The problem:
Copy each of the following items line for line, with no changes.
* * *
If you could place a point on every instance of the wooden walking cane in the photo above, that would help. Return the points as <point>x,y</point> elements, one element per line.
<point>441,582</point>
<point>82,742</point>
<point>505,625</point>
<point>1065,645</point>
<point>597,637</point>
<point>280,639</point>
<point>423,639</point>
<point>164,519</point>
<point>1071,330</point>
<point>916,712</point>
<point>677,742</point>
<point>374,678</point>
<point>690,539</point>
* * *
Correct output:
If you could place a point on every instance of the wooden walking cane in the photo above, that would help. Return the points as <point>x,y</point> elements, one element per line.
<point>441,582</point>
<point>82,742</point>
<point>505,625</point>
<point>1065,645</point>
<point>597,637</point>
<point>280,639</point>
<point>423,639</point>
<point>164,519</point>
<point>1071,330</point>
<point>916,712</point>
<point>677,742</point>
<point>374,678</point>
<point>690,539</point>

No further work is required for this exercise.